___ Given records ___

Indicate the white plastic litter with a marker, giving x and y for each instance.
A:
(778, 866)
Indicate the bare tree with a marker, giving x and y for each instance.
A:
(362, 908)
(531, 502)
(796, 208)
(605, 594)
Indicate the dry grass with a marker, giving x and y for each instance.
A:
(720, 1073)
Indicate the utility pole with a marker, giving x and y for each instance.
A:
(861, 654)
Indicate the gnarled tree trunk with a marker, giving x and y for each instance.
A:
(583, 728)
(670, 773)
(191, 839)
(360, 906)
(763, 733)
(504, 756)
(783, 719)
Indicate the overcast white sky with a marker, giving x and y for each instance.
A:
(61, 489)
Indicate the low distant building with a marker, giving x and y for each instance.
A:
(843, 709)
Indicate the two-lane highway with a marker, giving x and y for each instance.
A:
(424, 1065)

___
___ Given records ___

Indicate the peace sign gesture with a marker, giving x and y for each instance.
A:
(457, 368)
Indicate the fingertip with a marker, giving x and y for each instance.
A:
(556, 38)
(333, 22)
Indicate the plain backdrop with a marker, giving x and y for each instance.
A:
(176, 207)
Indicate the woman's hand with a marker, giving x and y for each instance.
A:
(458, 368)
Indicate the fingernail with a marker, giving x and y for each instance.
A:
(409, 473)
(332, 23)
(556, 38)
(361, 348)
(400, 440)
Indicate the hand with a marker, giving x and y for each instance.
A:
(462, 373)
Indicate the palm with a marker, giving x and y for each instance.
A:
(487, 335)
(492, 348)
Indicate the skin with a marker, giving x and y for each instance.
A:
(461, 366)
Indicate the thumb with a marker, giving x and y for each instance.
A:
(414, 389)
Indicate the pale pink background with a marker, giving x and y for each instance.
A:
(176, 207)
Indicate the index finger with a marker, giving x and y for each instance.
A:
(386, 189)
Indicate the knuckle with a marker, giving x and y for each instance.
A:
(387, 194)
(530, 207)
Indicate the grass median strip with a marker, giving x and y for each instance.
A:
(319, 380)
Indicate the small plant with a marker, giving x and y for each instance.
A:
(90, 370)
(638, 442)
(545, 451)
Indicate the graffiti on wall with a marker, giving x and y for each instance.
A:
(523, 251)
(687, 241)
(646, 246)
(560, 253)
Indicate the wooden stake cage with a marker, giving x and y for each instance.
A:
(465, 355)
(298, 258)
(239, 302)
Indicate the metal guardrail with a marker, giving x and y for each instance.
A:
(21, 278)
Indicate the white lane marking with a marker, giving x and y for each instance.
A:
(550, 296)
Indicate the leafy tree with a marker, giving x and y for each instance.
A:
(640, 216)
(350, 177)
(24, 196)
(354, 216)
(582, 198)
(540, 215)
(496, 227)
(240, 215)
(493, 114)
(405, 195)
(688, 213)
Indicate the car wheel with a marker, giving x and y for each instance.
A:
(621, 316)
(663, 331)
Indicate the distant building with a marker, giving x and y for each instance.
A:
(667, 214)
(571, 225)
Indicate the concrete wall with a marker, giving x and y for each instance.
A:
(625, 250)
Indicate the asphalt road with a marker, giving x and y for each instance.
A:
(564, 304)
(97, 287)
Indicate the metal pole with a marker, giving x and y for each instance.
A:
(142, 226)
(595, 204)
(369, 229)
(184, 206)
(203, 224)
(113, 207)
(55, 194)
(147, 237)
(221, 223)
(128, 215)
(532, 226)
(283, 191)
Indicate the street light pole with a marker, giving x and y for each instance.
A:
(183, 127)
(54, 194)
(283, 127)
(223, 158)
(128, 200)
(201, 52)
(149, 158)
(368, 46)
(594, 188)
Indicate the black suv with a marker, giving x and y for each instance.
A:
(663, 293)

___

Required task — Please copy the records starting at the line that contains "Indicate the two-lane" and ending at the line that contains "(424, 1065)", both included.

Reply —
Indicate the two-lane highway with a marker, giving x and y for each instance.
A:
(424, 1065)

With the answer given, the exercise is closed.